Referring expression pointing data:

◇ ◇ ◇ ◇

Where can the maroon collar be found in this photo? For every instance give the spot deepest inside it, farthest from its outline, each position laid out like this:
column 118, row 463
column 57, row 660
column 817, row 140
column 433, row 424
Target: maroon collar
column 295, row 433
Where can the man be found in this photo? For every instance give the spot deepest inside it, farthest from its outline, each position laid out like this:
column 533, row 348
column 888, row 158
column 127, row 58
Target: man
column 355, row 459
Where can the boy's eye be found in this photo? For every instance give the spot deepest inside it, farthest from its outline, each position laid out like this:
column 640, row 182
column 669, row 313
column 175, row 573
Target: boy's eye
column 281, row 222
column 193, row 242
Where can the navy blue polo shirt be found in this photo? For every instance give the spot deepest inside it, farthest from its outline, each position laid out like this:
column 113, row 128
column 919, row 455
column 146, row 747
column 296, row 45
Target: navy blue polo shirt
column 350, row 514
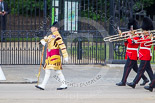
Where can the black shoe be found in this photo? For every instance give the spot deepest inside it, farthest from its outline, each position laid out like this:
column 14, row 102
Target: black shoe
column 133, row 85
column 144, row 82
column 148, row 88
column 121, row 84
column 39, row 87
column 61, row 88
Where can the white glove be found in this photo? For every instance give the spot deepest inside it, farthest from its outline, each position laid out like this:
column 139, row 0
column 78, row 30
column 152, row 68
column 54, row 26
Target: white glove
column 43, row 42
column 66, row 59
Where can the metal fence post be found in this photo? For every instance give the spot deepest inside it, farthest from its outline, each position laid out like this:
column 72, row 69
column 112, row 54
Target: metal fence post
column 111, row 31
column 45, row 15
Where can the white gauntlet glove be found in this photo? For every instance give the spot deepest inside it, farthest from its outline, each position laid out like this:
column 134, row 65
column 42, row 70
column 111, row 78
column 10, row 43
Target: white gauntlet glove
column 43, row 42
column 66, row 59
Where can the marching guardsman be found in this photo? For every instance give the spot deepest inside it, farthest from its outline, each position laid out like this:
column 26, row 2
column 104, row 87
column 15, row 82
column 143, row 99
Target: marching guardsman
column 54, row 43
column 145, row 54
column 131, row 55
column 151, row 85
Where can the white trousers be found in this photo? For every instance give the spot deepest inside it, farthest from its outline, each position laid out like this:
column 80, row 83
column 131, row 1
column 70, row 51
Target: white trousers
column 47, row 76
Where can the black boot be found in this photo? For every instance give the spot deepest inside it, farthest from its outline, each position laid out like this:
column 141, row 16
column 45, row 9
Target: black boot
column 133, row 85
column 121, row 84
column 148, row 88
column 144, row 82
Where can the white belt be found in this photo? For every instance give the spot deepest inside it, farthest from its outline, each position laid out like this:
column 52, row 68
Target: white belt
column 132, row 49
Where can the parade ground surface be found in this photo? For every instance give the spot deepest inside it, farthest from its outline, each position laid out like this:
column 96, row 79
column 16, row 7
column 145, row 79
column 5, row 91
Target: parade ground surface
column 86, row 84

◇ ◇ ◇ ◇

Except for the pictures, write the data out exactly.

Solved problem:
Where can the maroon collar be found in this photo? For every instance give the spot deepest inside it, farthest from its outline, each position laid out like this:
column 118, row 463
column 57, row 660
column 817, row 140
column 433, row 424
Target: maroon collar
column 295, row 433
Where can the man be found in this photo? For every instance give the spot deepest inside it, farthest from its outline, each position laid out like this:
column 533, row 348
column 888, row 158
column 127, row 58
Target: man
column 355, row 459
Where can the boy's eye be found in this photo? For every instance give the spot deepest inside it, farthest from its outline, each position laid out like this:
column 640, row 182
column 669, row 313
column 175, row 573
Target: boy's eye
column 281, row 222
column 193, row 242
Where can the navy blue polo shirt be found in this photo? For every instance give the spot deepest inside it, farthest from its outline, each position laid out like this:
column 113, row 128
column 919, row 455
column 146, row 747
column 296, row 45
Target: navy blue polo shirt
column 350, row 514
Where can the black shoe be found in this photo? For every instance give the spot deepest inside it, farthest from its outline, each position laid out like this:
column 14, row 102
Target: black shoe
column 133, row 85
column 144, row 82
column 148, row 88
column 121, row 84
column 39, row 87
column 61, row 88
Where can the white glove be found in this photo? For every instance give the spot deepest inside it, farthest from its outline, each position laid out like this:
column 139, row 0
column 78, row 30
column 152, row 68
column 54, row 26
Target: white glove
column 43, row 42
column 66, row 59
Where can the metal fence post be found in this photo? For every instance give the spot deepest inside it, farthest from its outline, each position laid out like this:
column 72, row 69
column 112, row 54
Target: metal fence post
column 111, row 31
column 45, row 15
Where can the white gauntlet glove be found in this photo? For every instance give the spot deepest inside it, farthest from its outline, each position laid out like this:
column 134, row 65
column 42, row 70
column 111, row 78
column 10, row 43
Target: white gauntlet glove
column 43, row 42
column 66, row 59
Where can the marching guardsman be found in this photo? For every instance give the spot deepest inside it, farthest from its outline, each position laid out like this:
column 26, row 2
column 104, row 87
column 15, row 82
column 143, row 99
Target: marching guardsman
column 54, row 43
column 145, row 54
column 131, row 55
column 151, row 85
Where can the white trousers be found in this photo? For every instance give the spot deepest inside it, farthest from its outline, each position laid out like this:
column 80, row 83
column 131, row 1
column 70, row 51
Target: white trousers
column 47, row 76
Where can the black boot be found in this photo? For every instance give the spot deepest inside it, farthest from its outline, each position laid out like this:
column 141, row 16
column 45, row 9
Target: black boot
column 133, row 85
column 121, row 84
column 148, row 88
column 144, row 82
Where can the white belt be found in this photo? For every instance give the spot deepest inside it, farthest from its outline, each position laid out like this:
column 52, row 68
Target: white belt
column 132, row 49
Where can the parade ground surface be found in this photo? For every instance give the spot deepest inside it, farthest from its outline, each position laid out like this:
column 96, row 79
column 16, row 7
column 145, row 79
column 5, row 91
Target: parade ground surface
column 86, row 84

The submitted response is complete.